DBR 17.3+ requirement: source-side reads via remote_query() require classic clusters on DBR 17.3+ or SQL warehouses (Pro / Serverless) on version 2025.35+. This is inherited from upstream's RemoteQueryReader adoption, not a fingerprint-specific limitation; the runtime requirement is documented in docs/lakebridge/docs/reconcile/index.mdx.
MISMATCH-state cost: at 1 M scale, fingerprint pays ~20 s for Stage-1 detection unconditionally and Stage-2 currently feeds into the same compare.reconcile_data JOIN rather than replacing it, so on MISMATCH it costs an extra 16-94 s vs. row-hash-only mode. The MATCH path is the headline win (38.7% wall-clock improvement on 1 M rows: 55.5 s vs 90.6 s); the production motivation is billion-row scale, where the row-hash pipeline's full-table JOIN is what becomes intractable. Stage-1 hash persistence as Stage-2 input is filed as a follow-up.
Test fixture file: the only non-fingerprint, non-expression_generator test file modified is tests/unit/test_install.py (six "version": 2 -> 3 fixture bumps, a direct consequence of the migration step we own). Not scope creep.

STORED DATA:
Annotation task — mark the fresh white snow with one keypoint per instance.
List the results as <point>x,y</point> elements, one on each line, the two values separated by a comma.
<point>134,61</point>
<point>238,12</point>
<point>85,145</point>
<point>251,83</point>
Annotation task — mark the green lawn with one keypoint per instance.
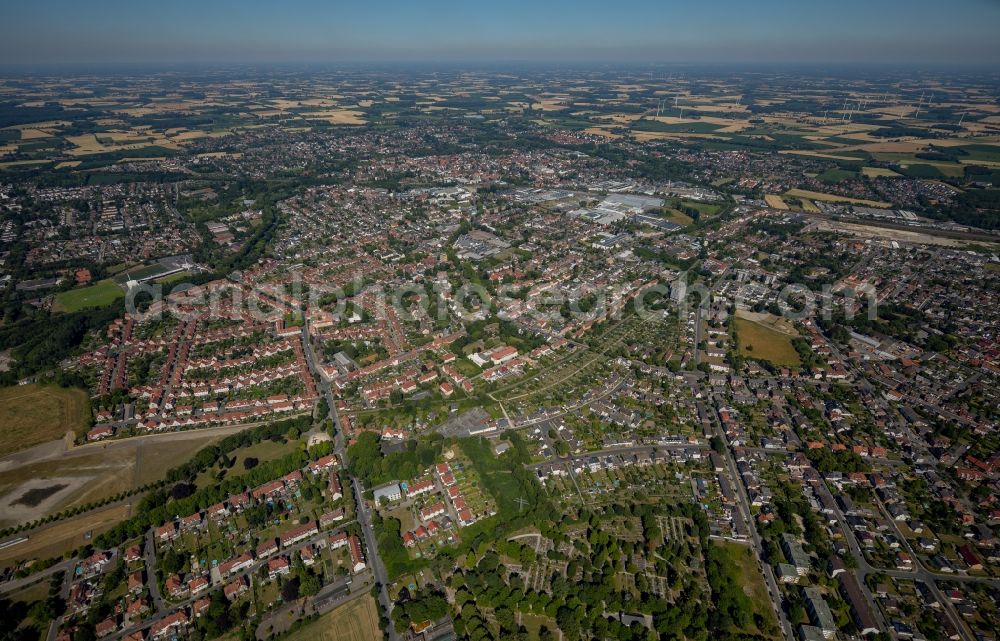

PARTS OF THE EXERCISE:
1. Edit the reconcile notes between "DBR 17.3+ requirement: source-side" and "as a follow-up.", inclusive, and reproduce that span with "headline win" replaced by "main benefit".
2. In the reconcile notes, how much wall-clock improvement does the MATCH path give on 1 M rows?
The rows have no connection to the reconcile notes.

PER-TASK OUTPUTS:
1.
DBR 17.3+ requirement: source-side reads via remote_query() require classic clusters on DBR 17.3+ or SQL warehouses (Pro / Serverless) on version 2025.35+. This is inherited from upstream's RemoteQueryReader adoption, not a fingerprint-specific limitation; the runtime requirement is documented in docs/lakebridge/docs/reconcile/index.mdx.
MISMATCH-state cost: at 1 M scale, fingerprint pays ~20 s for Stage-1 detection unconditionally and Stage-2 currently feeds into the same compare.reconcile_data JOIN rather than replacing it, so on MISMATCH it costs an extra 16-94 s vs. row-hash-only mode. The MATCH path is the main benefit (38.7% wall-clock improvement on 1 M rows: 55.5 s vs 90.6 s); the production motivation is billion-row scale, where the row-hash pipeline's full-table JOIN is what becomes intractable. Stage-1 hash persistence as Stage-2 input is filed as a follow-up.

2. 38.7% (55.5 s vs 90.6 s)